▶ _Objetivo indicado 1_:
Transcreva do texto sobre Os Maias e o programa de Português o trecho compreendido entre "01 SET 2018" e "obras do autor.", inclusive.

▶ _Excerto do texto_:
◇ ◇ ◇ ◇
Home »
01 SET 2018
A ignorância e Os Maias
Por Jornal Abarca

De forma mais ou menos implícita, comigo própria, estabeleci numa espécie de acordo tácito não escrever aqui sobre polémicas sobretudo se se tratasse de questões políticas ou de controvérsias relativas à educação, pelo menos diretamente.

A rubrica Carpe Diemlibertar-me-ia, a priori, desses espinhos. Ficariam as rosas.

Por estes tempos, tenho acompanhado, como o comum dos mortais, o que nos media se diz acerca da alteração do programa de Português de 11º ano e consequente colocação de Os Maiasde Eça de Queirós como romance a ser lido e estudado só se o aluno optasse por ele de entre as obras do autor.

Há muito tempo que me habituei a que a generalidade das pessoas confunde liberdade de expressão com obrigatoriedade de se pronunciar sobre todo e qualquer assunto ainda que dele não tenha nem uma ínfima e ténue luz do que possa ser o dito. Ora, a educação é o tema por excelência para opinar. É como se eu começasse a discursar acerca da qualidade e da espessura de um bisturi, do sentido, da força e da profundidade a utilizar aquando do corte numa intervenção. Surreal!

Manuel Alegre, utilizando uma linguagem que parece saída da época do 25 de Abril de 74, “saneamento”, “clandestinidade”, in Público,fala da distinção que se pretende realizar entre a escola pública e os colégios privados que prepararão as elites do futuro deixando os textos mais curtos e mais fáceis, de menor exigência, para a escola pública. Recorda que no “Verão Quente de 75, queriam substituir Camões pelos textos de dirigentes dos movimentos de libertação africanos” ao que se opôs. Termina deixando um apelo e pedido de opinião ao primeiro-ministro e ao Presidente da República. Defende fundamentadamente a referida obra integrada no programa. Trata-se do direito de ter uma escola pública democrática, exigente e que prepare devidamente os jovens, não os colocando como cidadãos de segunda, pois o que muitos esquecem é que com o facilitismo vem a impreparação e o fosso entre os que podem financeiramente e os que não podem. Ganhou pontos.
◇ ◇ ◇ ◇
▶ _Dados fornecidos_:
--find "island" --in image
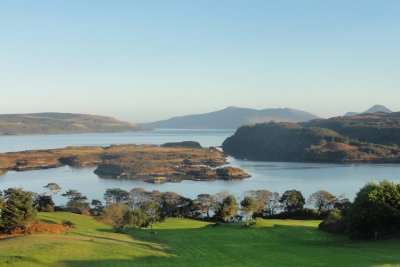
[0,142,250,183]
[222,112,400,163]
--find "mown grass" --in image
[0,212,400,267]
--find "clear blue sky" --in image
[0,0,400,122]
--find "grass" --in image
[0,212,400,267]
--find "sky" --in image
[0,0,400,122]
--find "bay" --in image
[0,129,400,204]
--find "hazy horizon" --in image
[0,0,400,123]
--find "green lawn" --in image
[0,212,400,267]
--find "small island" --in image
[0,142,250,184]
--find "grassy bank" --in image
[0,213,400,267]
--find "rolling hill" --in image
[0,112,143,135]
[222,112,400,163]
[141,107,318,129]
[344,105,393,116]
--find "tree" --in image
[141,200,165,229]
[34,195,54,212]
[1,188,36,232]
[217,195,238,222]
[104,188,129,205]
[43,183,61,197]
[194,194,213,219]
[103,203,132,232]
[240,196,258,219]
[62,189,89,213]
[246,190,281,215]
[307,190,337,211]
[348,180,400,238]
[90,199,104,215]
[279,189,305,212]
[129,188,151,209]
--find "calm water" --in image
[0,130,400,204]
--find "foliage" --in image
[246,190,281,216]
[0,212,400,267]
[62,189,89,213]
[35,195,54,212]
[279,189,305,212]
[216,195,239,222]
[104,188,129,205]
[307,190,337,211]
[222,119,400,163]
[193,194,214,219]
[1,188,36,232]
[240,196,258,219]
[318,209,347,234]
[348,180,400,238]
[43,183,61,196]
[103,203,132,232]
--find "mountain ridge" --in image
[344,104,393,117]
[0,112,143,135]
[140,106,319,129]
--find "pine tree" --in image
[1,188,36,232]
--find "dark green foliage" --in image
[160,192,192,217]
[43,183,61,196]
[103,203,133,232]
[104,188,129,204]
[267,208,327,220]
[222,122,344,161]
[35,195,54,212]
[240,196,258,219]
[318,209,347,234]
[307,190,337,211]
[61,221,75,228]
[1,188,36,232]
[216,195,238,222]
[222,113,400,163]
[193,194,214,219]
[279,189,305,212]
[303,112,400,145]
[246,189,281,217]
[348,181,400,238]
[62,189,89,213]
◇ ◇ ◇ ◇
▶ _Objetivo indicado 2_:
Passe para um CSV de duas colunas, consulta e resultado, os registos desde o início até à linha que contém "[344,105,393,116]", inclusive, com uma linha por consulta. Coloque cada campo entre aspas, com as quebras de linha substituídas por espaços, e deixe as imagens de fora.

▶ _Resolução do exercício 1_:
01 SET 2018
A ignorância e Os Maias
Por Jornal Abarca

De forma mais ou menos implícita, comigo própria, estabeleci numa espécie de acordo tácito não escrever aqui sobre polémicas sobretudo se se tratasse de questões políticas ou de controvérsias relativas à educação, pelo menos diretamente.

A rubrica Carpe Diemlibertar-me-ia, a priori, desses espinhos. Ficariam as rosas.

Por estes tempos, tenho acompanhado, como o comum dos mortais, o que nos media se diz acerca da alteração do programa de Português de 11º ano e consequente colocação de Os Maiasde Eça de Queirós como romance a ser lido e estudado só se o aluno optasse por ele de entre as obras do autor.

▶ _Resolução do exercício 2_:
consulta,resultado
"--find ""island"" --in image","[0,142,250,183] [222,112,400,163]"
"--find ""mown grass"" --in image","[0,212,400,267]"
"--find ""clear blue sky"" --in image","[0,0,400,122]"
"--find ""grass"" --in image","[0,212,400,267]"
"--find ""sky"" --in image","[0,0,400,122]"
"--find ""bay"" --in image","[0,129,400,204]"
"--find ""hazy horizon"" --in image","[0,0,400,123]"
"--find ""green lawn"" --in image","[0,212,400,267]"
"--find ""small island"" --in image","[0,142,250,184]"
"--find ""grassy bank"" --in image","[0,213,400,267]"
"--find ""rolling hill"" --in image","[0,112,143,135] [222,112,400,163] [141,107,318,129] [344,105,393,116]"